What you will do:
1 - Answer these questions from the FIST reliability excerpt, marking each answer with its letter:
(a) What minimum interval between successive ratings has been recommended to reduce the effects of recall in the raters?
(b) Which institutional review board approved the study?
(c) Which scores on the Modified Rankin Scale qualified a balance participant for inclusion?
2 - Write the next part of the FIST reliability excerpt, picking up after its final sentence.

Text section:
[Start of Attachment]

The hallmark of a clinically useful test includes acceptable psychometric qualities related to the inter- and intrarater reliability of the measure [9, 13]. Intrarater reliability describes the ability of the same rater to obtain similar results when testing the same patient, while interrater reliability is related to the ability of multiple raters to arrive at the similar results on a particular measure in the same person. Determination of intra-rater reliability requires that patients to be retested after an interval by the same rater, while interrater reliability requires different raters score the same patient. Both are important in clinical and research settings, with measures that have high or excellent intra- and interrater reliability achieving increased acceptance for wide-spread use. Many design paradigms exist for the investigation of inter- and intratester reliability, but the most clinically applicable one is the partially standardized approach [14]. This methodology is achievable in clinical settings and requires standardized education methods of the raters but is not followed by rigorous checks or further assessment.

It can be difficult for performance-based clinical tests to have multiple raters scoring the same patient performance simultaneously when conducting interrater reliability research, so often these studies employ video recordings of patient performance. Video recording has been used for intertester reliability studies in numerous medical disciplines with acceptable results and can increase the participation of the raters, as it is easier to schedule rating sessions using performance recorded to video [15, 16]. To diminish the effects of recall in the raters, an interval of successive ratings of at least 2 weeks has been recommended [15, 17]. While no specific recommendations regarding the number of raters are prevalent in the literature, multiple studies of other balance tests used in rehabilitation included between seven [17] and ten therapist raters [18]. Additionally, a broad range of patient performance on the videos of the test is required, with the literature specific to other balance tests having between 4 and 20 patients whose performance is scored [1719].

Currently, it is not known if the FIST has acceptable test-retest, intrarater, or interrater reliability. This study aims to close this gap in understanding of the psychometric qualities of the FIST, furthering its usefulness as a clinical and research measure of sitting balance function. The hypotheses to be tested in this study were that intertester reliability, intratester reliability, and the test-retest reliability of the FIST will fall within the “high” range with intraclass correlation coefficient between 0.70 and 0.89, as defined by Munro [20].

2. Methods

2.1. Participants

This study was approved by the Samuel Merritt University Institutional Review Board. Recruitment of all participants was voluntary and in compliance with the tenants of the Declaration of Helsinki, with all participants (or participants’ legal representatives) signing informed consent forms. Participants fell into two categories: balance participants and therapist rater participants. Balance participants were purposively recruited from the community and included if they met the following criteria: (a) had a diagnosis of central nervous system neurological condition/disorder that was currently stable/chronic (no significant changes in function in the preceding 3 month period), (b) were over 18 years of age, (c) provided written informed consent by the participant or by proxy of a legally authorized representative, (d) scored 3 (moderate disability), 4 (moderately severe disability), or 5 (severe disability) on the Modified Rankin Scale, and (e) were proficient in speaking and reading in English. These balance participants were excluded if (a) medical condition(s) prevented testing procedures, such as but not limited to total hip arthroplasty due to restrictions of hip flexion range of motion, medical status such as subject not cleared for sitting/standing activities by physician, unstable angina, or orthostatic hypotension; (b) severe cognitive deficits limiting ability to follow simple directions; or (c) receiving any physical therapy intervention for balance deficits at the time of the study. Therapist rater participants were included in the study if they had (a) successfully completed the FIST online training module including posttest and/or a one-hour in-service training session, (b) a current license to practice physical therapy, and (c) proficiency speaking and reading in English.

[End of Attachment]

Supplied entries:
[Start of Attachment]

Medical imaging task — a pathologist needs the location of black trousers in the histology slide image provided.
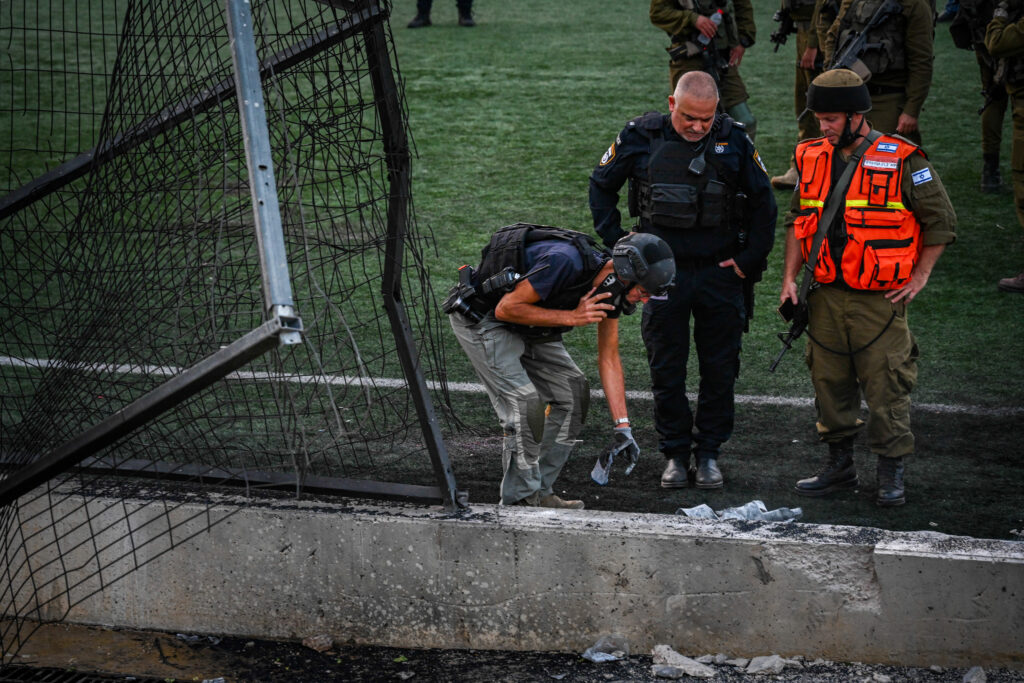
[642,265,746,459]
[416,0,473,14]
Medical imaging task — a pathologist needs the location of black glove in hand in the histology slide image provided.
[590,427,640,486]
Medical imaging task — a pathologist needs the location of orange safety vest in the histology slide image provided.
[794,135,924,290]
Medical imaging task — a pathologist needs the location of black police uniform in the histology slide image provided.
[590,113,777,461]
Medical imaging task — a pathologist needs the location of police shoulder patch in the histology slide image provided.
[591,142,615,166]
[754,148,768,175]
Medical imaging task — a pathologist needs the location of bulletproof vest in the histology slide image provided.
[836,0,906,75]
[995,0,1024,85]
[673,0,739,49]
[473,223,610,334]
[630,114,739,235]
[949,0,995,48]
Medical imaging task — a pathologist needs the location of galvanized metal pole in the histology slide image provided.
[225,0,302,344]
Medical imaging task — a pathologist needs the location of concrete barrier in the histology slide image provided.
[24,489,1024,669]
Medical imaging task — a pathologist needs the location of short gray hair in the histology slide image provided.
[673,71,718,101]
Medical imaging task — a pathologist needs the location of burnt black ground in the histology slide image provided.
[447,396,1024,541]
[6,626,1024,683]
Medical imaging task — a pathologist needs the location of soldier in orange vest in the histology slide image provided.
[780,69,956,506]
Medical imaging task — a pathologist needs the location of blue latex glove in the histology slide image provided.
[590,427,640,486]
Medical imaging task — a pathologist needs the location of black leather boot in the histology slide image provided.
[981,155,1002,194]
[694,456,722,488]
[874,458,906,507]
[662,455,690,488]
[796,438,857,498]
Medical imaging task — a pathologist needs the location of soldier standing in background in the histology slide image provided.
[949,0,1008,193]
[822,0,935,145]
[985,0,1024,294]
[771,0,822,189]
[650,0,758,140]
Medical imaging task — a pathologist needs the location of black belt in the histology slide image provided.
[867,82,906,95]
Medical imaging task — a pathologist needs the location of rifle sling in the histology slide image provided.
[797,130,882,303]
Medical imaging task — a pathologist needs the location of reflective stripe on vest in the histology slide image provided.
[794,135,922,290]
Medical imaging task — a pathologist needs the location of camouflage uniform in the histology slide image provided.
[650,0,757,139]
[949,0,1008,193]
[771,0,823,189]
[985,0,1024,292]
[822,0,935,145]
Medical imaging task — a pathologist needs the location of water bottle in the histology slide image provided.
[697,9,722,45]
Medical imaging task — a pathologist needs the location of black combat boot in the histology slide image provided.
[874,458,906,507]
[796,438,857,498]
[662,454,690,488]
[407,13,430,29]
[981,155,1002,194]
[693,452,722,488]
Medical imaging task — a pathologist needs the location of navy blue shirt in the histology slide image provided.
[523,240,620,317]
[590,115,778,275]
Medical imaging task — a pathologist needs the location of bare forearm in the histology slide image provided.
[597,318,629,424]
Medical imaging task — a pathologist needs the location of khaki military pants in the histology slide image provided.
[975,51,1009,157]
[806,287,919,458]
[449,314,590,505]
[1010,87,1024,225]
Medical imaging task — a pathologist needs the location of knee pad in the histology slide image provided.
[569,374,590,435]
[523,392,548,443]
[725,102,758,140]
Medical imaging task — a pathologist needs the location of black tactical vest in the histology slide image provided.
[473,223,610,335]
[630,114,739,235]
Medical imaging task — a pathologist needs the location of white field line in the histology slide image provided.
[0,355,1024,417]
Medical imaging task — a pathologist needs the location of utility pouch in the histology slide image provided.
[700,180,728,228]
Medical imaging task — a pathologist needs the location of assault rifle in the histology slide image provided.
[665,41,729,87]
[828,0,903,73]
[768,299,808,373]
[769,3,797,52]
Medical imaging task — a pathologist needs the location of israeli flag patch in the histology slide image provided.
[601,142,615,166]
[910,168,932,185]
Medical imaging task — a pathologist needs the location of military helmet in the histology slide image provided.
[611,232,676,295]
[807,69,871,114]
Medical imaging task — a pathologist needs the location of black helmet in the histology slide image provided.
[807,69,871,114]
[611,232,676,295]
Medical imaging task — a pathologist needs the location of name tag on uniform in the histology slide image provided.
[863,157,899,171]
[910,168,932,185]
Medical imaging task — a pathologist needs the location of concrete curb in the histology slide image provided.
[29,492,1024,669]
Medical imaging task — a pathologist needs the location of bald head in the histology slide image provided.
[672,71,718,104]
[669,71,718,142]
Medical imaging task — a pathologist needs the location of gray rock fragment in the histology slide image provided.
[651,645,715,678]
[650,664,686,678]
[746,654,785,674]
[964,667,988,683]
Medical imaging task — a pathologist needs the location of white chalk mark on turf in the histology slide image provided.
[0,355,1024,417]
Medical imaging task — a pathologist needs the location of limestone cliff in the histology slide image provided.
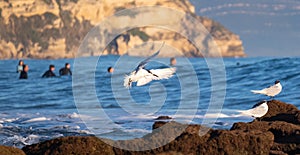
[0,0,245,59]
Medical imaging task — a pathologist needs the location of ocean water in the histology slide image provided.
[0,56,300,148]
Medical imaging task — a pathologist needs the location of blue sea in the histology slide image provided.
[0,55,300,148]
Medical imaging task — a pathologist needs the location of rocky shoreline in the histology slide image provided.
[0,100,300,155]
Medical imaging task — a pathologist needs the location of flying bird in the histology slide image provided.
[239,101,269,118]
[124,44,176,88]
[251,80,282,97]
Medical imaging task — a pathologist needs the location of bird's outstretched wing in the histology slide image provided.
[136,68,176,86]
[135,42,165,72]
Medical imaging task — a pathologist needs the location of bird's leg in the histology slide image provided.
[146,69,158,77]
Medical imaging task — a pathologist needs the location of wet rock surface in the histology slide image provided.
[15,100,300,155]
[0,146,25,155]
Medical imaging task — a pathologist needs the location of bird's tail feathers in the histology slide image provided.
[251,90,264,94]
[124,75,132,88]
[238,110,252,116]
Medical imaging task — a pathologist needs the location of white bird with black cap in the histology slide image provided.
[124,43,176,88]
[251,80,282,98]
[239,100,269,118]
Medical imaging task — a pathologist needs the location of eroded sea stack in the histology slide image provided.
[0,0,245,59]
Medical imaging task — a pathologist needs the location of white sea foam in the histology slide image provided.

[End of Attachment]

Responses per task:
1 -
(a) At least 2 weeks.
(b) The Samuel Merritt University Institutional Review Board.
(c) A score of 3 (moderate disability), 4 (moderately severe disability), or 5 (severe disability).

2 -
2.2. Test-Retest Procedure

Balance participants were recruited from the community from persons with stable or chronic neurologic conditions; this was to ensure that test-retest data would reflect participants’ FIST scores that would be expected to be stable. All balance participants were tested and videotaped performing the FIST twice, one day apart, using the standard FIST testing protocol [3, 21]. Both sessions were videotaped and scored by the same one rater using the standard FIST score sheet (Table 1). A stable sample was purposively recruited inan attempt to control for any changes in FIST scores between the two sessions due to training or intervention effects [13, 14, 22]. Additionally, in an attempt to control the validity threats from maturation or history, the two scoring sessions were held only 1 day apart [13, 14, 22]. To attempt to control the therapist rater recall bias during the 2nd retest session, the therapist rater completed the initial FIST scoring sheets and did not have access to them until after the 2nd retest session was completed (24 hours later). Figure 1 outlines all procedures for this study.

tab1
Table 1: FIST scoring sheet. Complete details about FIST administration and scoring can be found online at http://www.samuelmerritt.edu/fist.
593280.fig.001
Figure 1: Study procedures.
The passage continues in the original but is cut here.